#### [Reading passage]
'''

Here, the two comment nodes appear as unnamed nodes. IMHO the second
tree is a more useful one, as the named fields contain the semantically
important subtrees (e.g. a binary expression is made up of a left and
right subtree, not a left subtree, a right comment, and then some
unnamed subtree.)

Emacs's tree makes writing queries less convenient, as instead of being
able to refer to well-defined names, one has to rely on child indices to
account for comments.


Further mismatch arises from repeated fields and separators.

Consider the following Go source:

    package pkg
    
    var a, b, c = 1, 2, 3

treesit-explore-mode displays the following tree:

    (source_file
     (package_clause package (package_identifier))
     \n
     (var_declaration var
      (var_spec name: (identifier) name: , (identifier) value: , (identifier) =
       (expression_list (int_literal) , (int_literal) , (int_literal))))
     \n)

Here, the var_spec node has two fields named 'name' even though the
source specifies three names. Furthermore, The second 'name', as well as
'value' are set to the ',' separator between identifiers. Two of the three
identifiers aren't named.

'tree-sitter parse file.go', on the other hand, produces this more
accurate tree:

    (source_file [0, 0] - [2, 21]
      (package_clause [0, 0] - [0, 11]
        (package_identifier [0, 8] - [0, 11]))
      (var_declaration [2, 0] - [2, 21]
        (var_spec [2, 4] - [2, 21]
          name: (identifier [2, 4] - [2, 5])
          name: (identifier [2, 7] - [2, 8])
          name: (identifier [2, 10] - [2, 11])
          value: (expression_list [2, 14] - [2, 21]
            (int_literal [2, 14] - [2, 15])
            (int_literal [2, 17] - [2, 18])
            (int_literal [2, 20] - [2, 21])))))

This reproduces with 29.1 as well as 30.0.50.




Information forwarded to bug-gnu-emacs <at> gnu.org:
bug#66674; Package emacs. (Wed, 25 Oct 2023 13:04:02 GMT) Full text and rfc822 format available.

'''

#### [Data provided]
'''

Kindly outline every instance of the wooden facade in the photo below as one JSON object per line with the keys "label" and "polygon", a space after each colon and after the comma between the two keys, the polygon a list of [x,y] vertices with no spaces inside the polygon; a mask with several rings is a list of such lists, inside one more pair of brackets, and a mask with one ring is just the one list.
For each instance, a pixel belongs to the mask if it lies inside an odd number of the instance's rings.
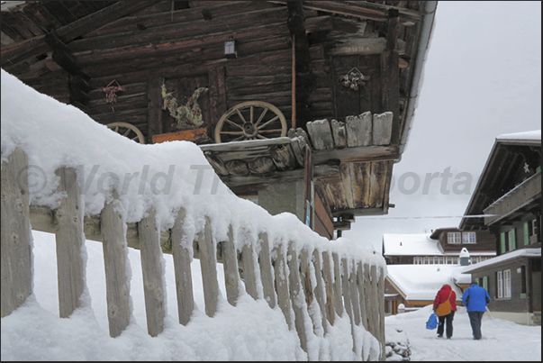
{"label": "wooden facade", "polygon": [[[388,213],[437,2],[14,3],[3,5],[1,65],[36,90],[147,143],[201,144],[240,196],[309,177],[322,235]],[[176,123],[162,86],[200,118]]]}
{"label": "wooden facade", "polygon": [[498,257],[469,273],[482,281],[496,317],[541,324],[541,136],[496,139],[461,228],[487,230]]}

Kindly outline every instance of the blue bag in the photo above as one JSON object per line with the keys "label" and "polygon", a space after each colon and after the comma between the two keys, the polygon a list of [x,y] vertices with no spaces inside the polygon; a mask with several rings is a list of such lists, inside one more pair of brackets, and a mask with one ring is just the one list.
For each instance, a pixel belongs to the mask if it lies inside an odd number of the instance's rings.
{"label": "blue bag", "polygon": [[428,322],[426,322],[426,329],[436,329],[439,324],[439,321],[438,319],[438,314],[432,313],[431,315],[430,315],[430,318],[428,318]]}

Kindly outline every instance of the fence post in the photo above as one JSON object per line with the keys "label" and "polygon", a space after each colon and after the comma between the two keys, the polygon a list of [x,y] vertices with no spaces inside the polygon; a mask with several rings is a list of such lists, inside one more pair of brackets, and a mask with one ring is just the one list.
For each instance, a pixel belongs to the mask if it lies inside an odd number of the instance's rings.
{"label": "fence post", "polygon": [[177,295],[177,314],[179,323],[186,325],[195,309],[193,275],[191,270],[192,240],[186,240],[183,223],[186,217],[185,208],[179,209],[171,231],[172,257],[176,274],[176,294]]}
{"label": "fence post", "polygon": [[115,193],[113,200],[105,204],[100,215],[104,266],[105,268],[107,319],[109,334],[113,338],[121,335],[126,329],[131,316],[125,223],[122,215],[116,210],[116,208],[122,207]]}
{"label": "fence post", "polygon": [[336,308],[334,306],[334,281],[332,277],[330,253],[327,251],[322,252],[322,273],[326,293],[326,317],[328,318],[330,324],[333,325],[336,319]]}
{"label": "fence post", "polygon": [[271,259],[269,257],[269,242],[267,233],[259,233],[258,240],[261,241],[260,253],[258,254],[258,265],[260,265],[260,278],[262,279],[262,288],[264,299],[272,309],[276,307],[276,293],[274,291],[274,277],[271,268]]}
{"label": "fence post", "polygon": [[288,293],[288,282],[286,280],[286,265],[285,262],[285,253],[281,246],[274,248],[276,259],[273,261],[274,271],[276,275],[276,288],[277,290],[277,302],[279,307],[285,315],[285,320],[289,329],[293,329],[291,316],[291,304]]}
{"label": "fence post", "polygon": [[305,331],[305,322],[303,318],[303,304],[304,301],[303,292],[300,286],[300,268],[298,264],[298,253],[294,243],[288,243],[288,286],[290,292],[290,300],[292,302],[293,311],[294,312],[294,326],[300,338],[300,346],[307,353],[307,333]]}
{"label": "fence post", "polygon": [[32,293],[28,159],[15,149],[2,162],[2,317]]}
{"label": "fence post", "polygon": [[224,285],[226,298],[231,305],[235,306],[240,297],[240,272],[238,271],[238,251],[234,245],[231,224],[228,227],[228,240],[222,242],[222,259],[224,264]]}
{"label": "fence post", "polygon": [[59,311],[68,318],[81,305],[85,287],[83,258],[83,205],[76,170],[62,168],[58,192],[65,192],[60,205],[54,211],[57,225],[57,270],[59,278]]}
{"label": "fence post", "polygon": [[156,215],[155,208],[151,207],[149,216],[138,223],[147,331],[151,337],[156,337],[162,332],[166,316],[162,250]]}
{"label": "fence post", "polygon": [[204,231],[198,234],[200,247],[200,266],[202,268],[202,284],[205,313],[213,317],[217,313],[219,300],[219,281],[217,280],[217,251],[212,235],[211,221],[205,217]]}
{"label": "fence post", "polygon": [[343,315],[343,292],[341,289],[341,264],[337,253],[332,253],[332,261],[334,263],[334,307],[338,316]]}
{"label": "fence post", "polygon": [[257,272],[255,269],[252,240],[243,245],[241,250],[241,259],[243,261],[243,281],[245,282],[245,291],[247,291],[247,294],[253,299],[257,300],[258,298],[258,294],[257,291]]}
{"label": "fence post", "polygon": [[321,252],[318,249],[313,250],[313,267],[315,269],[315,278],[317,279],[317,286],[315,286],[315,297],[319,304],[321,310],[321,322],[322,324],[322,333],[328,332],[328,326],[326,325],[326,303],[324,299],[324,282],[322,281],[322,264],[321,263]]}

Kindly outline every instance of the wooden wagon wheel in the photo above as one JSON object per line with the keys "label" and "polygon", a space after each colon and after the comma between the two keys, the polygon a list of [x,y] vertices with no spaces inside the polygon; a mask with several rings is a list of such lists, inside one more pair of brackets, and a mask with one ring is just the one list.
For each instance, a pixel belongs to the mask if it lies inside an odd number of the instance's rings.
{"label": "wooden wagon wheel", "polygon": [[140,129],[132,124],[128,123],[108,123],[106,126],[115,132],[120,133],[122,136],[126,136],[130,140],[133,140],[140,144],[145,143],[143,133],[141,133]]}
{"label": "wooden wagon wheel", "polygon": [[249,101],[228,110],[215,127],[215,142],[267,140],[286,136],[283,113],[267,102]]}

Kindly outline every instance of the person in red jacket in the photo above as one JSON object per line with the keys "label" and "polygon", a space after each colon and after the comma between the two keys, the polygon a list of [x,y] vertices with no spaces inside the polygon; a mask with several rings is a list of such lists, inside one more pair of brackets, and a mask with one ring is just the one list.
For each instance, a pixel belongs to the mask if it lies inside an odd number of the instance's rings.
{"label": "person in red jacket", "polygon": [[455,294],[449,285],[446,284],[441,286],[441,289],[438,291],[438,295],[436,295],[436,298],[434,299],[434,312],[438,309],[439,304],[445,303],[448,299],[450,303],[450,313],[441,316],[439,316],[439,314],[438,314],[439,317],[438,338],[443,338],[443,329],[445,327],[445,323],[447,323],[447,339],[452,338],[452,321],[455,317],[455,312],[457,311],[457,294]]}

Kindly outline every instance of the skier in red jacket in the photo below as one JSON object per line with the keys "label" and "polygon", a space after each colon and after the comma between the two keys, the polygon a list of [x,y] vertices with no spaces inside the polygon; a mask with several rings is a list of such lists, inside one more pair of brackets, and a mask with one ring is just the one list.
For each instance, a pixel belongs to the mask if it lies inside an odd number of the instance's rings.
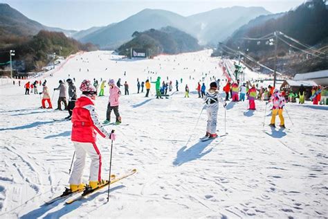
{"label": "skier in red jacket", "polygon": [[95,189],[103,183],[101,178],[101,155],[95,144],[96,132],[105,139],[115,140],[115,134],[106,131],[99,122],[93,103],[97,92],[90,80],[83,80],[80,89],[82,94],[75,103],[71,119],[71,140],[75,148],[76,157],[69,179],[71,191],[82,190],[84,187],[82,176],[86,154],[91,159],[89,186]]}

'''

#### [Exercise description]
Continue the bug report on how Emacs's tree-sitter trees misassign field names, starting after its final line.

#### [Task answer]
Message #8 received at 66674 <at> debbugs.gnu.org (full text, mbox):

From: Eli Zaretskii <eliz <at> gnu.org>
To: Dominik Honnef <dominik <at> honnef.co>, Yuan Fu <casouri <at> gmail.com>
Cc: 66674 <at> debbugs.gnu.org
Subject: Re: bug#66674: 30.0.50;
 Upstream tree-sitter and treesit disagree about fields
Date: Wed, 25 Oct 2023 16:03:10 +0300
> From: Dominik Honnef <dominik <at> honnef.co>
> Date: Sat, 21 Oct 2023 22:36:30 +0200
> 
> Using tree-sitter's CLI as well as the publicly hosted playground
> produce different parse trees than treesit in Emacs. Specifically, the
> assignment of nodes to named fields differs.
> 
> Given the following C source:
> 
>     void main() {
>       int x = // foo
>         1+
>         // comment
>         2;
>     }
> 
> treesit-explore-mode displays the following tree:
> 
>     (translation_unit
>      (function_definition type: (primitive_type)
>       declarator: 
>        (function_declarator declarator: (identifier)
>         parameters: (parameter_list ( )))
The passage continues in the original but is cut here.